▶ PROBLEM TO SOLVE
Your task is to copy the listing exactly, with the pictures left out.

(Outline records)
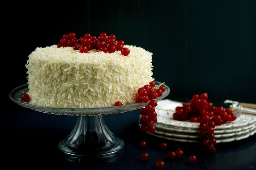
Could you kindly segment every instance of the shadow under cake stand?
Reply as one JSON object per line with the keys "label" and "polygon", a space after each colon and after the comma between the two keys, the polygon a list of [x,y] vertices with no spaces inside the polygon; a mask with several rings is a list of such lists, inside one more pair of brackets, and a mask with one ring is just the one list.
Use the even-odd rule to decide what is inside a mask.
{"label": "shadow under cake stand", "polygon": [[[155,82],[156,85],[161,83]],[[155,99],[159,101],[170,93],[165,85],[165,91]],[[103,115],[126,112],[144,107],[147,103],[139,103],[123,106],[88,108],[62,108],[30,105],[21,99],[21,96],[29,91],[25,84],[13,89],[10,93],[11,99],[25,108],[47,113],[79,116],[77,124],[68,137],[59,144],[59,149],[72,156],[102,157],[113,154],[124,145],[123,140],[115,136],[108,128]]]}

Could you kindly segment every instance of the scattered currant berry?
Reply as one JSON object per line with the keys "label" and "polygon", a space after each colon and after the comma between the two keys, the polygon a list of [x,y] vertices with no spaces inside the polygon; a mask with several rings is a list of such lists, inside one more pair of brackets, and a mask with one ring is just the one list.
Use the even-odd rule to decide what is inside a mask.
{"label": "scattered currant berry", "polygon": [[165,163],[162,161],[158,161],[156,162],[156,168],[159,170],[162,170],[165,167]]}
{"label": "scattered currant berry", "polygon": [[197,162],[197,157],[194,155],[190,155],[188,158],[188,162],[194,164]]}
{"label": "scattered currant berry", "polygon": [[[154,133],[156,131],[154,123],[157,121],[157,114],[155,108],[157,105],[157,102],[154,99],[162,96],[162,92],[159,88],[164,87],[162,86],[162,84],[156,86],[156,83],[152,81],[138,89],[138,95],[135,99],[136,102],[148,103],[144,108],[140,110],[140,114],[142,115],[140,119],[140,123],[142,125],[141,129],[143,132]],[[158,90],[161,92],[160,94],[156,92]]]}
{"label": "scattered currant berry", "polygon": [[178,149],[175,150],[175,155],[177,158],[181,158],[183,156],[183,151],[180,149]]}
{"label": "scattered currant berry", "polygon": [[30,99],[29,96],[27,94],[22,94],[21,96],[21,99],[24,102],[29,102]]}
{"label": "scattered currant berry", "polygon": [[140,147],[145,148],[147,147],[147,143],[145,141],[141,141],[139,144]]}
{"label": "scattered currant berry", "polygon": [[173,159],[176,157],[176,154],[174,151],[170,151],[168,153],[168,158],[170,159]]}
{"label": "scattered currant berry", "polygon": [[123,103],[121,102],[118,101],[115,103],[115,105],[114,105],[115,106],[122,106],[123,105]]}
{"label": "scattered currant berry", "polygon": [[124,48],[121,50],[121,53],[125,56],[127,56],[130,54],[130,50],[127,48]]}
{"label": "scattered currant berry", "polygon": [[140,158],[142,161],[147,161],[148,159],[148,154],[146,152],[142,152],[141,154]]}
{"label": "scattered currant berry", "polygon": [[166,149],[167,148],[167,144],[166,144],[166,143],[162,142],[160,144],[160,148],[162,150],[164,150],[165,149]]}

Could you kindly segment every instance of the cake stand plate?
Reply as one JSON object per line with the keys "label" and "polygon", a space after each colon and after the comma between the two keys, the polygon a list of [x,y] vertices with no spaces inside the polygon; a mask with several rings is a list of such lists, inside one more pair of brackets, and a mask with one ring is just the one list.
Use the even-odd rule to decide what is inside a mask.
{"label": "cake stand plate", "polygon": [[[155,81],[156,85],[161,84]],[[170,88],[164,84],[166,90],[159,101],[170,93]],[[68,137],[59,144],[59,149],[72,156],[103,157],[120,150],[124,141],[115,136],[106,125],[103,115],[126,112],[144,107],[147,103],[139,103],[123,106],[87,108],[64,108],[42,107],[30,105],[21,99],[22,94],[29,91],[24,85],[13,89],[9,94],[15,103],[31,110],[47,113],[79,116],[75,127]]]}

▶ FINAL RESULT
Could you kindly segment every instance of the shadow under cake stand?
Reply as one JSON object per line with the keys "label" and "polygon", a space after each colon and after the comma between the two keys, the polygon a list of [x,y] vertices with no spaces inside the polygon; a mask with several rings is a list of such lists, inside one more pair of brackets, and a mask with one ring is just the one list.
Use the even-odd rule to decide what is inside a mask.
{"label": "shadow under cake stand", "polygon": [[[155,82],[156,85],[161,83]],[[155,99],[159,101],[170,93],[165,85],[165,91]],[[103,115],[126,112],[144,107],[147,103],[139,103],[123,106],[88,108],[62,108],[30,105],[21,99],[21,96],[29,91],[25,84],[13,89],[10,93],[11,99],[25,108],[47,113],[79,116],[77,124],[68,137],[59,144],[59,149],[72,156],[102,157],[113,154],[124,145],[123,140],[115,136],[108,128]]]}

Could you kindly segment every instance of the scattered currant berry?
Reply as one JSON object per line with the keys "label" and "polygon", a space after each colon and after the comma between the two keys, the polygon a list of [x,y] vertices with no spaces inside the polygon; a mask with several rings is a list of such lists, inside one more pair of brackets, and a mask with one ring is just the one list.
Use the even-odd rule to decide what is inside a mask.
{"label": "scattered currant berry", "polygon": [[165,163],[162,161],[158,161],[156,162],[156,168],[159,170],[162,170],[165,167]]}
{"label": "scattered currant berry", "polygon": [[197,162],[197,157],[194,155],[190,155],[188,158],[188,162],[194,164]]}
{"label": "scattered currant berry", "polygon": [[[154,133],[156,131],[154,123],[157,121],[157,114],[155,108],[157,105],[157,102],[154,99],[162,96],[162,92],[159,88],[164,87],[162,86],[162,84],[156,86],[156,83],[152,81],[138,89],[138,95],[135,99],[136,102],[148,103],[144,108],[140,110],[140,114],[142,115],[140,119],[140,123],[142,125],[141,129],[143,132]],[[158,90],[161,92],[160,94],[156,92]]]}
{"label": "scattered currant berry", "polygon": [[178,149],[175,150],[175,155],[177,158],[181,158],[183,156],[183,151],[180,149]]}
{"label": "scattered currant berry", "polygon": [[30,99],[29,96],[27,94],[22,94],[21,96],[21,99],[24,102],[29,102]]}
{"label": "scattered currant berry", "polygon": [[140,147],[145,148],[147,147],[147,143],[145,141],[141,141],[139,144]]}
{"label": "scattered currant berry", "polygon": [[173,159],[176,157],[176,154],[174,151],[170,151],[168,153],[168,158],[170,159]]}
{"label": "scattered currant berry", "polygon": [[123,103],[121,102],[118,101],[115,103],[115,105],[114,105],[115,106],[122,106],[123,105]]}
{"label": "scattered currant berry", "polygon": [[124,48],[121,50],[121,53],[125,56],[127,56],[130,54],[130,50],[127,48]]}
{"label": "scattered currant berry", "polygon": [[140,158],[142,161],[147,161],[148,159],[148,154],[146,152],[142,152],[141,154]]}
{"label": "scattered currant berry", "polygon": [[166,149],[167,148],[167,144],[166,144],[166,143],[162,142],[160,144],[160,148],[162,150],[164,150],[165,149]]}

Could you kindly segment every instance of the cake stand plate?
Reply as one JSON object per line with the keys "label" and "polygon", a space after each colon and after the comma between the two keys, the polygon a list of [x,y] vertices with no spaces inside the polygon; a mask with several rings is a list of such lists, inside one more pair of brackets, and a mask with one ring is just the one list.
Use the even-odd rule to decide what is inside a mask.
{"label": "cake stand plate", "polygon": [[[155,81],[156,85],[161,84]],[[170,88],[164,84],[166,90],[159,101],[170,93]],[[68,137],[59,144],[59,149],[72,156],[103,157],[120,150],[124,141],[115,136],[106,125],[103,115],[126,112],[144,107],[147,103],[139,103],[123,106],[87,108],[64,108],[42,107],[30,105],[21,99],[22,94],[29,91],[24,85],[13,89],[9,94],[15,103],[31,110],[47,113],[79,116],[75,127]]]}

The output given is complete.